Start of THE DATA

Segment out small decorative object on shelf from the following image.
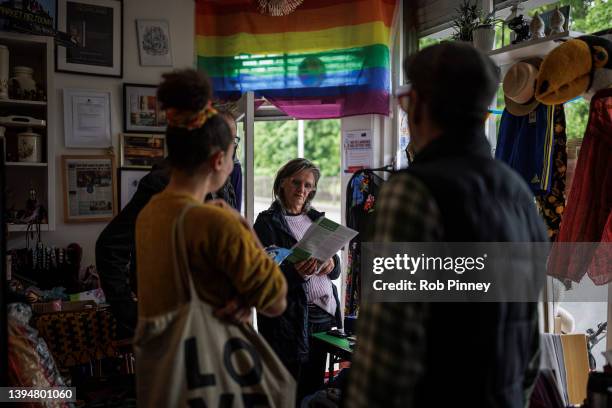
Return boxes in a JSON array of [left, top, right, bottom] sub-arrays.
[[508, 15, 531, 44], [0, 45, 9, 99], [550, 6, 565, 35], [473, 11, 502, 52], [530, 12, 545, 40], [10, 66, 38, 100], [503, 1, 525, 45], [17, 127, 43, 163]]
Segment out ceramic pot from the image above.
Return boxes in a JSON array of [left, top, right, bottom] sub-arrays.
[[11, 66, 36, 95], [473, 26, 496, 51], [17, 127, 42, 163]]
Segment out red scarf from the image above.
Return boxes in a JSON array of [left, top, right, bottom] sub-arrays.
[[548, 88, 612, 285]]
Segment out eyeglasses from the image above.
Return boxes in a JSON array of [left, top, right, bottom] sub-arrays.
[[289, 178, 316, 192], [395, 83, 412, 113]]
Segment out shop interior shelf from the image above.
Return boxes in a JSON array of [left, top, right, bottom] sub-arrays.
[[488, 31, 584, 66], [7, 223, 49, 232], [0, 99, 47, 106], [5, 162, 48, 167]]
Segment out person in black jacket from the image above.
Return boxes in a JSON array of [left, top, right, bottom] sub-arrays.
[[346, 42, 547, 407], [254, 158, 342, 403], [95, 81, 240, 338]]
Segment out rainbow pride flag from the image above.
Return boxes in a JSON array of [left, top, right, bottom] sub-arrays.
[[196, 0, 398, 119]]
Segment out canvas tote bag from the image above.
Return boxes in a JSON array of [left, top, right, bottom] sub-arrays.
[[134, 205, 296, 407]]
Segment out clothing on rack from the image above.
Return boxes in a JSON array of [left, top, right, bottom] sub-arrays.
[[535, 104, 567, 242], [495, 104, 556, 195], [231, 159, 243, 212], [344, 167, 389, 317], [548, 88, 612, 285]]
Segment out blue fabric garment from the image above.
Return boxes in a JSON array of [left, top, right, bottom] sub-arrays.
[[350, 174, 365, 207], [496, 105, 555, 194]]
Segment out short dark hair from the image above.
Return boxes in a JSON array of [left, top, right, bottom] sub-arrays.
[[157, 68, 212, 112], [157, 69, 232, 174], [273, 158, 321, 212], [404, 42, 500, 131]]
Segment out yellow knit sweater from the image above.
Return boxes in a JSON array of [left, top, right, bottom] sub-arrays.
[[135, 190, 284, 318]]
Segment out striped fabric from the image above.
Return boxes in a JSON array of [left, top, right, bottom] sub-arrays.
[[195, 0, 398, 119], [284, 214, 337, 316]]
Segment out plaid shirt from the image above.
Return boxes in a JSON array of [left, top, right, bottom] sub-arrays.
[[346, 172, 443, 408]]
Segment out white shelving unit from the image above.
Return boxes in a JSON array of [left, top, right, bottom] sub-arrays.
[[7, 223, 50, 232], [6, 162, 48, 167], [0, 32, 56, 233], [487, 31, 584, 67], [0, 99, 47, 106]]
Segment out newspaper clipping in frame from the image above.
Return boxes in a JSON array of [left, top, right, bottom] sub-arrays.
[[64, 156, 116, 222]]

End of THE DATA
Start of THE DATA

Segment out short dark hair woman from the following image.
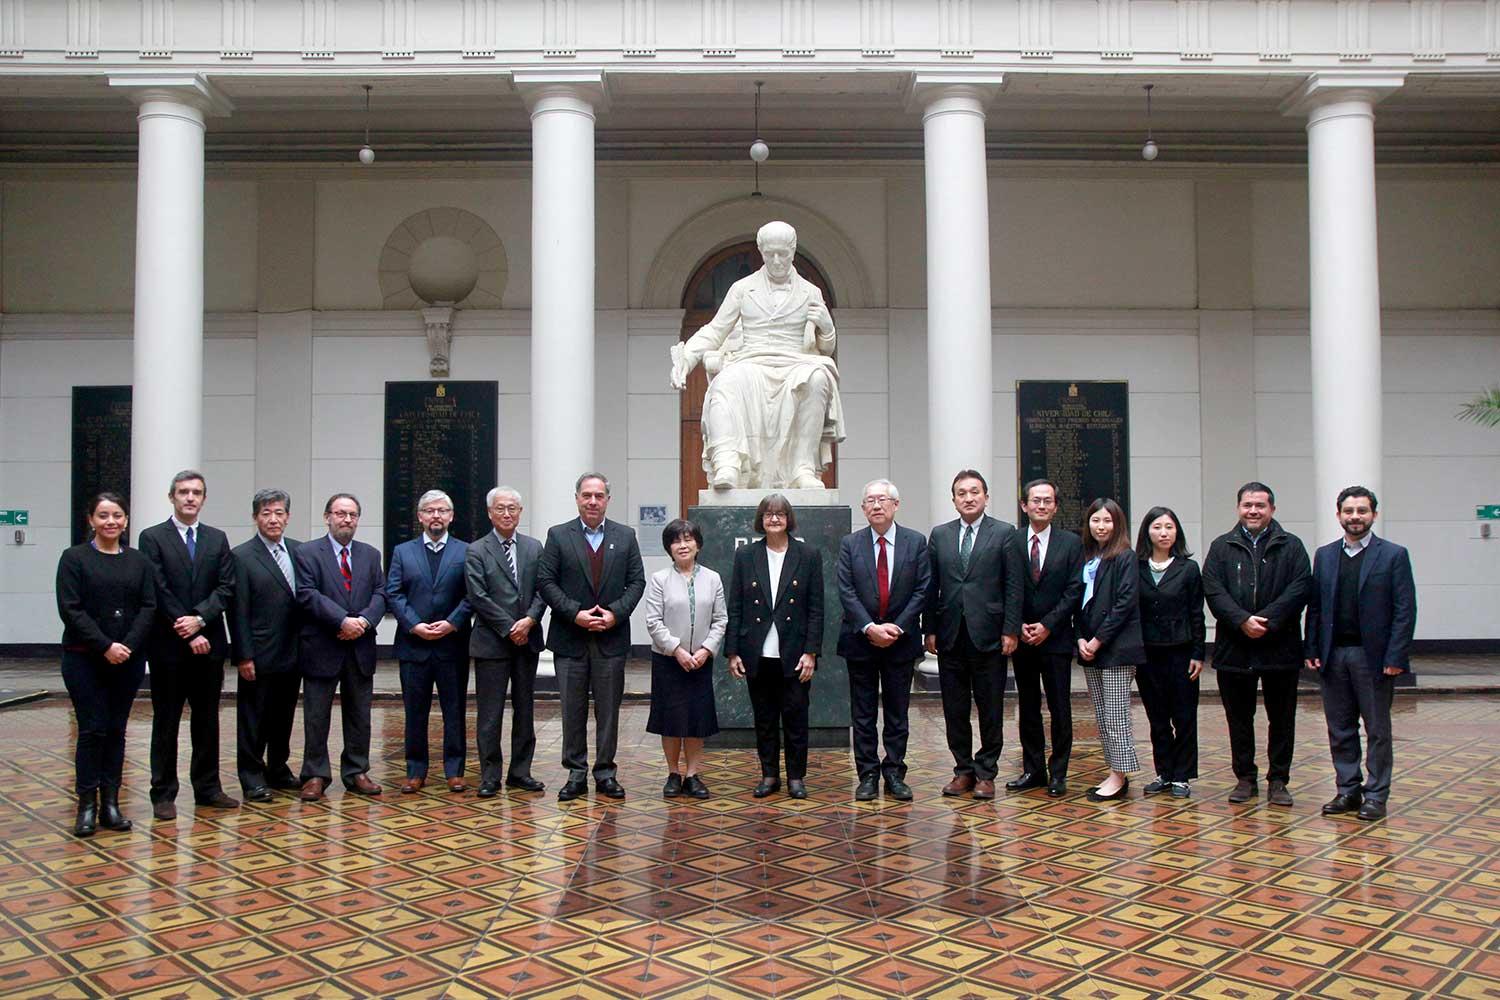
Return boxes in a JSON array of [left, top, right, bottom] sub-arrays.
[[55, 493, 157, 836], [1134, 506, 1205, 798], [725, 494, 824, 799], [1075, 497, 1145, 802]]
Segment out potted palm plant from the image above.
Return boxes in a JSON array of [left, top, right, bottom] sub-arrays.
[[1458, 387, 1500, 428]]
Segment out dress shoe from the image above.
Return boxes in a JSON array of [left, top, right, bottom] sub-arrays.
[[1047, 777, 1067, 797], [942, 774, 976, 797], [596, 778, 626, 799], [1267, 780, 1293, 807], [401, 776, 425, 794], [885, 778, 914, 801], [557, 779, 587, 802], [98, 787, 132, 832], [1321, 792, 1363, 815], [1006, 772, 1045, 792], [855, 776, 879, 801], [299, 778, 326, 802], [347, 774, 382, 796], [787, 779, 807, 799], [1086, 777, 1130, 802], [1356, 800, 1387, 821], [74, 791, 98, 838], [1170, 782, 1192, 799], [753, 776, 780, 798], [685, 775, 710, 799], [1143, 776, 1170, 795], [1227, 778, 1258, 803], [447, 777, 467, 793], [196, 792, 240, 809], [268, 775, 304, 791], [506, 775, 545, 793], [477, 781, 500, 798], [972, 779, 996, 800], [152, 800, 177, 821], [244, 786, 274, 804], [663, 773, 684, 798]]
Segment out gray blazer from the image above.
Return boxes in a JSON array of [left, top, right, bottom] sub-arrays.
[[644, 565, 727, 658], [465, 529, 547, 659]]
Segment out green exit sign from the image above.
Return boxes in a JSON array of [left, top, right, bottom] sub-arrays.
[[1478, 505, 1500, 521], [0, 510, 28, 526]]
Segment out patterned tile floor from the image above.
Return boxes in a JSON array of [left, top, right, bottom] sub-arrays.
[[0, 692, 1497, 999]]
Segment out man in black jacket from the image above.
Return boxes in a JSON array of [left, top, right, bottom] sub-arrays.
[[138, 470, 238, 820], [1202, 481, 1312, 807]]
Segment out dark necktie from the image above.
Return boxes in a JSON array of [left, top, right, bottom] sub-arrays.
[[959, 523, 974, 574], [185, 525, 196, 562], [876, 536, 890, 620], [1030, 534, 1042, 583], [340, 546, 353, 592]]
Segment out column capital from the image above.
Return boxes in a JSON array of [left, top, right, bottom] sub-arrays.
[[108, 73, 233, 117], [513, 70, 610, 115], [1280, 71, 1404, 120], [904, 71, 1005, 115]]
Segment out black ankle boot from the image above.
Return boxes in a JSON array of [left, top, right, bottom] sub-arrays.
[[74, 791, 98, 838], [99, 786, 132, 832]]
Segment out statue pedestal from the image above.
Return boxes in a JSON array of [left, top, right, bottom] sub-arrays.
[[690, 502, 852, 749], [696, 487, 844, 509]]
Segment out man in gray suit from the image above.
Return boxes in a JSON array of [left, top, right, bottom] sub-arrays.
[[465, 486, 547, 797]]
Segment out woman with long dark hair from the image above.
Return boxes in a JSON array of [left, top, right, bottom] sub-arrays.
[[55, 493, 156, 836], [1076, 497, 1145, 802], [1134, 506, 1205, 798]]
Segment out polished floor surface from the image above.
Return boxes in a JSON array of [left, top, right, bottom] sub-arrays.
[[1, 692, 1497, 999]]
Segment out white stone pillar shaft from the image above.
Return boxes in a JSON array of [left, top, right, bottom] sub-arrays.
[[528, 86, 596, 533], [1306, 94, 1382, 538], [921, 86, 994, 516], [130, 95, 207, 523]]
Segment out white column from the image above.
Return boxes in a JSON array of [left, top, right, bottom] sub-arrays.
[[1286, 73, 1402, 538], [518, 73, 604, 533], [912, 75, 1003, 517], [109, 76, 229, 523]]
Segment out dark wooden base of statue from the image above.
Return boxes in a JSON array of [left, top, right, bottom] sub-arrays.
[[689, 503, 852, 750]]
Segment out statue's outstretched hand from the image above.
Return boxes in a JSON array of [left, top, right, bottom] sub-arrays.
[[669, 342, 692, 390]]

End of THE DATA
Start of THE DATA

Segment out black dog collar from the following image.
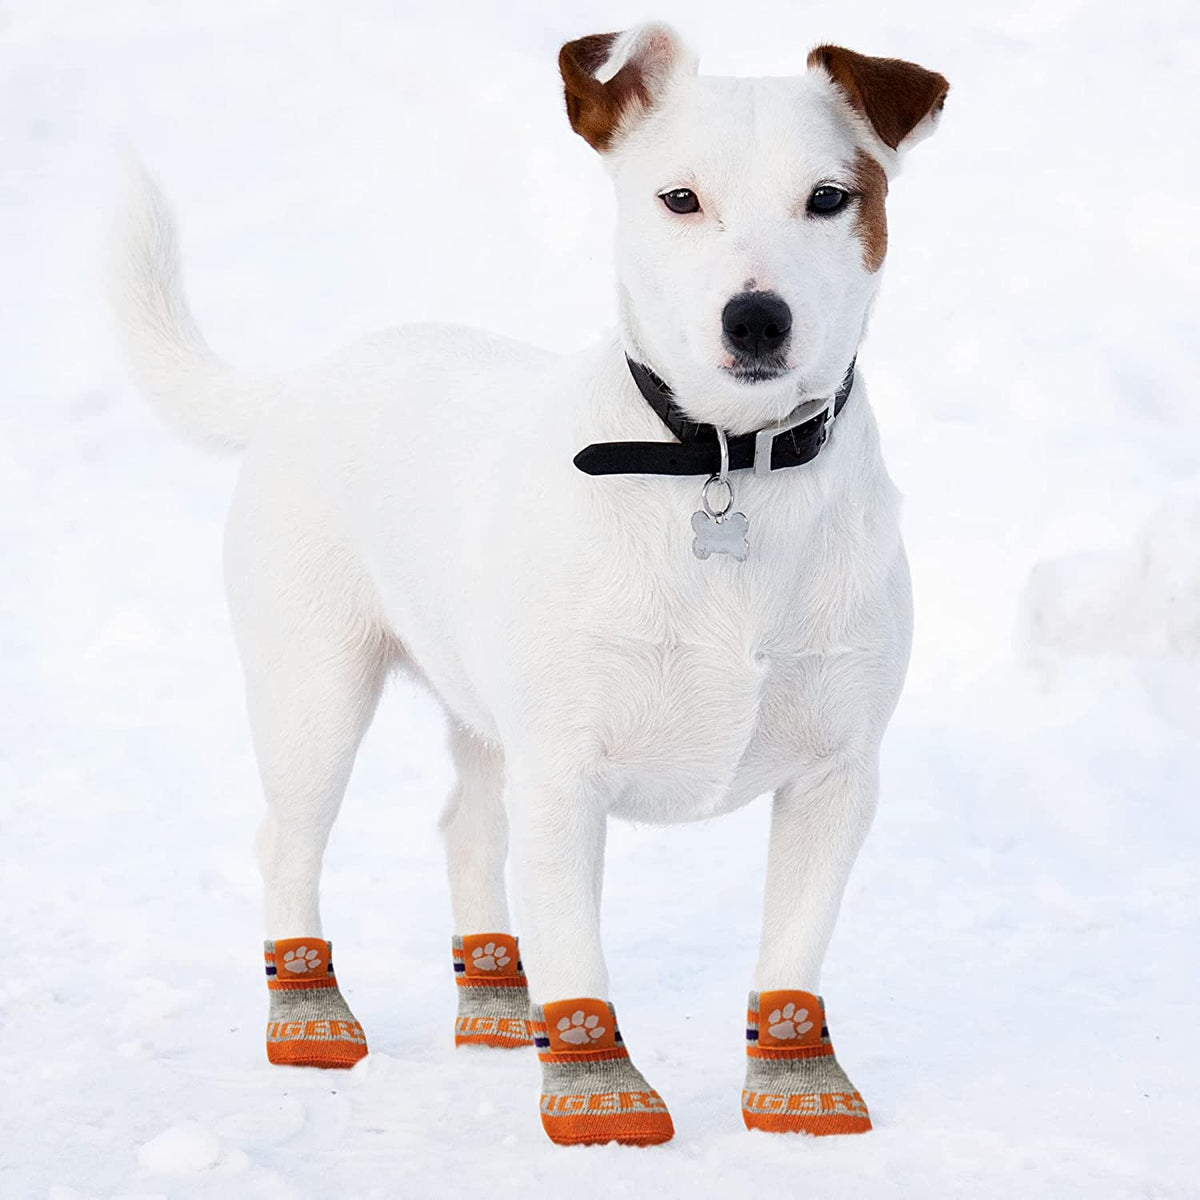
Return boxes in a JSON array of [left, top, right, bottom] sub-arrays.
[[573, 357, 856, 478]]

End of THE DATA

* **WHAT THE EXERCISE ASKS**
Write out exactly the run of lines above that starts at the line containing "Segment out small" and ends at the line containing "Segment out person". Include both, and leave the pictures out.

* **RESPONSE AREA**
Segment out small decorative object on shelf from the following image.
Return boxes in a JSON array of [left, top, right, bottom] sub-arrays.
[[508, 15, 531, 44], [0, 45, 9, 99], [550, 6, 565, 35], [473, 11, 502, 52], [530, 12, 545, 40], [10, 66, 38, 100], [503, 1, 525, 45], [17, 127, 43, 163]]
Segment out ceramic pot from the image above.
Return boxes in a JSON array of [left, top, right, bottom] sub-arrays.
[[11, 66, 36, 95], [473, 26, 496, 51], [17, 127, 42, 163]]
Segment out red scarf from the image above.
Return boxes in a JSON array of [left, top, right, bottom] sub-arrays.
[[548, 88, 612, 285]]
Segment out eyeglasses from the image above.
Return boxes in a JSON array of [left, top, right, bottom] sub-arrays.
[[289, 178, 316, 192], [395, 83, 412, 113]]
Segment out shop interior shelf from the image above.
Return boxes in a JSON array of [left, top, right, bottom] sub-arrays.
[[488, 31, 584, 66], [7, 223, 49, 232], [0, 99, 47, 106], [5, 162, 48, 167]]
Segment out person in black jacket from the image above.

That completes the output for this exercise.